[Exercise description]:
Switch "white bowl" to "ceramic bowl" in everything from the line containing "Expected: one marker per instance of the fruit" down to the end of the records, changing nothing else. Reproduce those lines with the pictures left out.

Object location annotation records:
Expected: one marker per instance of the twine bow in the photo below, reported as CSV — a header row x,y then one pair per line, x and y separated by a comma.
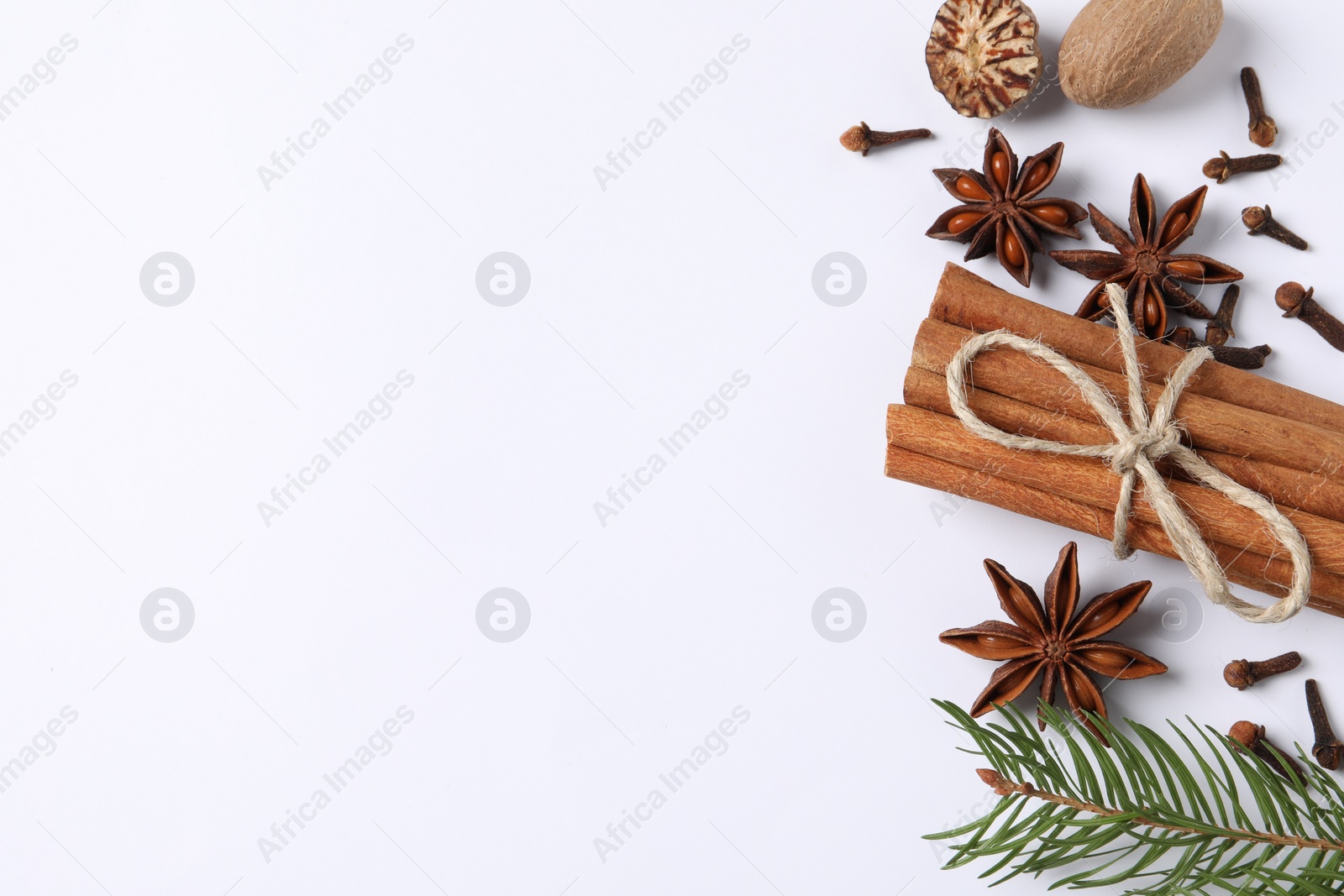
x,y
1137,446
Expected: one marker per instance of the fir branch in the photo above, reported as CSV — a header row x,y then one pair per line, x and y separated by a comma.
x,y
1144,817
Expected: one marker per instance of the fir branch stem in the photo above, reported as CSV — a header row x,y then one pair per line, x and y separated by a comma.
x,y
1005,788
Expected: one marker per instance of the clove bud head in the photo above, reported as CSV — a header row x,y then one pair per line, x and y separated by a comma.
x,y
858,139
1243,673
1263,132
1247,734
1290,296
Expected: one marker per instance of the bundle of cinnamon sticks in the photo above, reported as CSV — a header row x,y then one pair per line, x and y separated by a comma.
x,y
1283,443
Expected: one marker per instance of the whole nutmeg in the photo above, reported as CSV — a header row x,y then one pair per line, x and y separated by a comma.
x,y
983,55
1120,53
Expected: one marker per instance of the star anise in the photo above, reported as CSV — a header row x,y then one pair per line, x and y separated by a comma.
x,y
1000,208
1146,264
1053,641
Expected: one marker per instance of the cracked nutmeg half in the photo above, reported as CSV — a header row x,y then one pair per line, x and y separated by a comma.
x,y
1001,210
1054,642
1147,264
983,55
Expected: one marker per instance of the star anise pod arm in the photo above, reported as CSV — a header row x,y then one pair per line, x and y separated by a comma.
x,y
1053,638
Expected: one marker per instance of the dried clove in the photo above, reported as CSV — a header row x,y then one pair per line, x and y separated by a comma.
x,y
1218,329
1263,128
1243,673
1260,221
1247,358
1252,736
1216,333
862,137
1328,748
1227,167
1297,301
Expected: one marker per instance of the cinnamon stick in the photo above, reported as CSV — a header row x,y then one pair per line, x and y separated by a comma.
x,y
1211,423
972,302
1090,481
1242,569
1314,493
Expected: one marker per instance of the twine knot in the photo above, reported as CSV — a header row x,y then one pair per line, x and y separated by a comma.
x,y
1140,443
1153,443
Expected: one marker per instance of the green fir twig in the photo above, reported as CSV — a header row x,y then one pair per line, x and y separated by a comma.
x,y
1142,817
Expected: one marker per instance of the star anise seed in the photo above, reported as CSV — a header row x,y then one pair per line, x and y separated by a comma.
x,y
1000,208
1147,265
1055,642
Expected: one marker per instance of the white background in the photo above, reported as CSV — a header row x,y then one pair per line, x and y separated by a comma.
x,y
645,297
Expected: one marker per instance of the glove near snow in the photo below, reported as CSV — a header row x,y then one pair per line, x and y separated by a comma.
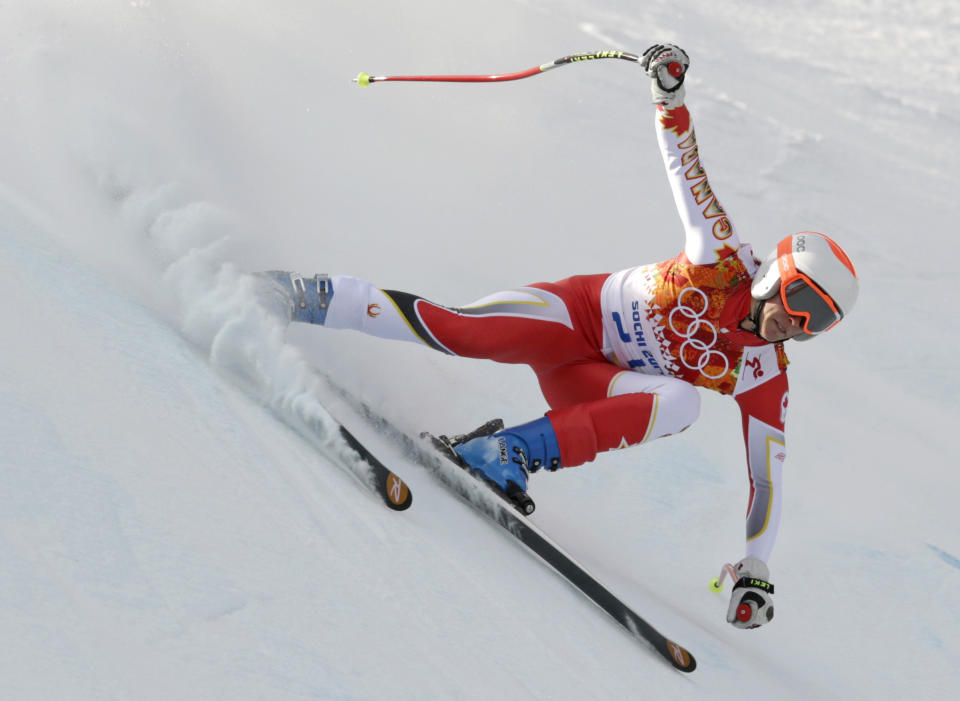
x,y
667,65
750,602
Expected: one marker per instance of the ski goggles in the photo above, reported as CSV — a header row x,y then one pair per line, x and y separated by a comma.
x,y
802,297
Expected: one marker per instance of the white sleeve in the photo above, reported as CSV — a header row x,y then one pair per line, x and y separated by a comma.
x,y
710,235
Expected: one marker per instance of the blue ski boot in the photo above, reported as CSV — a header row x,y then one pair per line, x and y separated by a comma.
x,y
505,458
309,297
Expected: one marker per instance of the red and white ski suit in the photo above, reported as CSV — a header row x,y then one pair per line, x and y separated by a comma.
x,y
619,356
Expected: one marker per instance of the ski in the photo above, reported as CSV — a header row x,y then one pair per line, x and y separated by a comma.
x,y
506,514
393,490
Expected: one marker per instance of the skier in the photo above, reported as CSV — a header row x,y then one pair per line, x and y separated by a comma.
x,y
619,356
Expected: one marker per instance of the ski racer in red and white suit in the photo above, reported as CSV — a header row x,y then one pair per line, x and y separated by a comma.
x,y
618,356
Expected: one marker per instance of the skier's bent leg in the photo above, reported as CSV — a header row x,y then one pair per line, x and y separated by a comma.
x,y
657,406
528,325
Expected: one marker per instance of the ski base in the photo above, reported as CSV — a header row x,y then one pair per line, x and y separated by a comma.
x,y
505,515
393,490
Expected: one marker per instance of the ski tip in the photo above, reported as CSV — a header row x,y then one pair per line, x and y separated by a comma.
x,y
397,494
680,658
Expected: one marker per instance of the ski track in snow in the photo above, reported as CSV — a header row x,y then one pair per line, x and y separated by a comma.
x,y
175,518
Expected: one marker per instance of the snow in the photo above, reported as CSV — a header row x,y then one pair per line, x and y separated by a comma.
x,y
174,519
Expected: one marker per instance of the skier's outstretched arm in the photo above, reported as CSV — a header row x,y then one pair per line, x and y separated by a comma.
x,y
709,232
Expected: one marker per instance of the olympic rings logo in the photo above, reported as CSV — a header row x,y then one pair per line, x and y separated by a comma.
x,y
696,322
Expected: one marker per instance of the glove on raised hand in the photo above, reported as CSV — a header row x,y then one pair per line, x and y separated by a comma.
x,y
667,65
750,602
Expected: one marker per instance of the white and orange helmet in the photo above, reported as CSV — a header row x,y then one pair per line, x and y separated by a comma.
x,y
815,278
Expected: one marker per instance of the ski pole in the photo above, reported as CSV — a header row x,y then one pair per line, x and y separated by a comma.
x,y
716,584
364,79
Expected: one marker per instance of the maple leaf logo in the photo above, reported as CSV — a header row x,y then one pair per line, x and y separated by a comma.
x,y
676,120
726,251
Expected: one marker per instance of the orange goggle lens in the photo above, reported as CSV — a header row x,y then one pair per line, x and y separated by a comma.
x,y
801,297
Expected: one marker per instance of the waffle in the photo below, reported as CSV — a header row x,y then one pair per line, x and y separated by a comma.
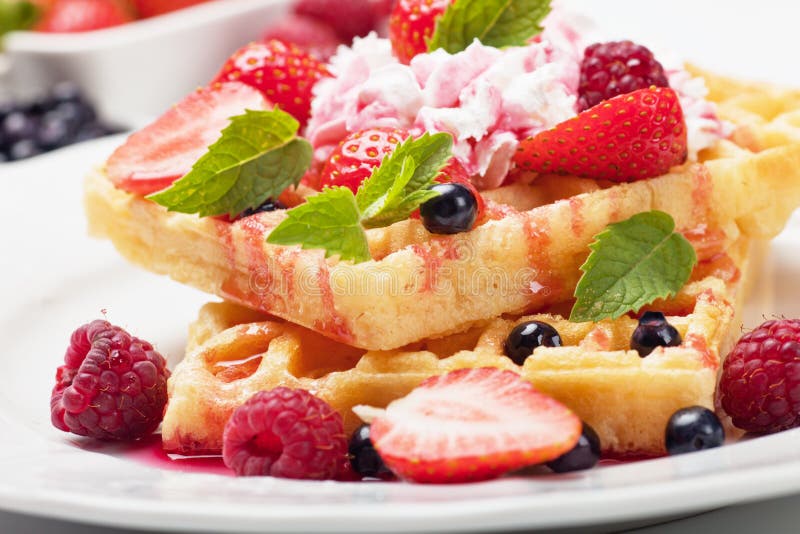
x,y
627,399
525,258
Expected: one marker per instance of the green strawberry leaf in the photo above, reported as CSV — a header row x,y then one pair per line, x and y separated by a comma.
x,y
258,156
495,23
329,221
335,219
632,263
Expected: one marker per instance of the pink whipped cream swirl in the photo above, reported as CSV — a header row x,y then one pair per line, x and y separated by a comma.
x,y
487,98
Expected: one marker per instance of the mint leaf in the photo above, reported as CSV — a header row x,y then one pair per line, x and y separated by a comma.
x,y
335,219
329,221
386,196
17,15
257,157
632,263
495,23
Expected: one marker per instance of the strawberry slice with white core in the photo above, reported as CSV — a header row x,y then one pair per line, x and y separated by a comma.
x,y
154,157
471,425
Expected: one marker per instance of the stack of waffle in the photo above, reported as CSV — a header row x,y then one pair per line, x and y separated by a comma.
x,y
369,333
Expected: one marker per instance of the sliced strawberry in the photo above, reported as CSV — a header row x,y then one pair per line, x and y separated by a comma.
x,y
470,425
626,138
154,157
69,16
411,25
358,154
152,8
282,72
308,34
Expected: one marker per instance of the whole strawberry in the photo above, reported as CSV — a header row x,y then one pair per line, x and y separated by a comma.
x,y
72,16
112,385
629,137
282,72
470,425
411,25
760,383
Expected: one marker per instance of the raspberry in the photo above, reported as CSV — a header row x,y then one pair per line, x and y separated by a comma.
x,y
760,383
113,385
286,433
615,68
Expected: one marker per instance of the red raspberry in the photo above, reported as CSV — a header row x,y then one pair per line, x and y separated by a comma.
x,y
286,433
112,386
760,383
616,68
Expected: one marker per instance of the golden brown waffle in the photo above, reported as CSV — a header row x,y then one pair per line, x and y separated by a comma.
x,y
627,399
524,259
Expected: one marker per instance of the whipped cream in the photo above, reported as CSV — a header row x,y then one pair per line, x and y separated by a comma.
x,y
487,98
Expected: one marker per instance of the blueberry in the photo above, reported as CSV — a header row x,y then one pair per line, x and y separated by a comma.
x,y
363,457
268,205
693,429
654,331
452,212
584,455
18,126
23,149
527,336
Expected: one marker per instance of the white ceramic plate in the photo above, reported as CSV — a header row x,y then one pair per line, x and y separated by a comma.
x,y
55,278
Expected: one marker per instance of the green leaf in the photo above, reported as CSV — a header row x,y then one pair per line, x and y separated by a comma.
x,y
632,263
329,221
17,15
391,193
257,157
495,23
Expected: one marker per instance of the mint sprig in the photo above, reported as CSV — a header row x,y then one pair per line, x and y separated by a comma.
x,y
335,219
495,23
632,263
258,156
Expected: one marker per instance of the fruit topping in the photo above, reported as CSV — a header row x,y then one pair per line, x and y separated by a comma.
x,y
470,425
282,72
154,157
693,429
308,34
528,336
112,386
68,16
617,68
584,455
760,383
411,26
364,459
358,155
286,433
453,211
654,331
349,18
629,137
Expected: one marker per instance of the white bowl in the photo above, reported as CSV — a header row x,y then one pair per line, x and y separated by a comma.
x,y
136,71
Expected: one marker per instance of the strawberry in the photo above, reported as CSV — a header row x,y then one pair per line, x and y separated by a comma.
x,y
411,25
349,18
70,16
152,8
358,154
308,34
470,425
282,72
164,151
626,138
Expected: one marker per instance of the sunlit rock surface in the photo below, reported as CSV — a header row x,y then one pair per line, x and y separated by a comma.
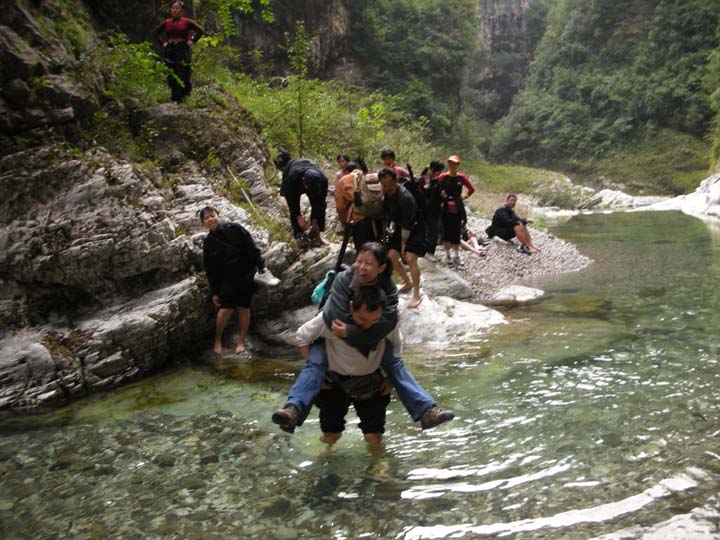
x,y
703,203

[Solution]:
Expected: one marker per instance of the fruit topping in the photo above, reported as CSV — a header row x,y then one pair per line, x and y separated by a comma.
x,y
470,425
282,72
154,157
693,429
308,34
528,336
112,386
68,16
617,68
584,455
760,383
411,26
364,459
358,155
286,433
453,211
654,331
349,18
629,137
Expected: one marker per instance of the ceramic bowl in the photo above, reported as CSV — a header row x,y then one pair per line, x and y separated by a comma.
x,y
136,71
Expected: one marker per instance of the strawberry in the photo above, reported as CSV — a header row x,y then one pair per line, x and y separated by a comma.
x,y
411,25
349,18
70,16
152,8
358,154
308,34
470,425
282,72
164,151
626,138
Expected: one marker per instance of the sunlit rock surface in the photo below, reported as CSV — a header row x,y then one pair per line, x and y separated by a comma.
x,y
703,203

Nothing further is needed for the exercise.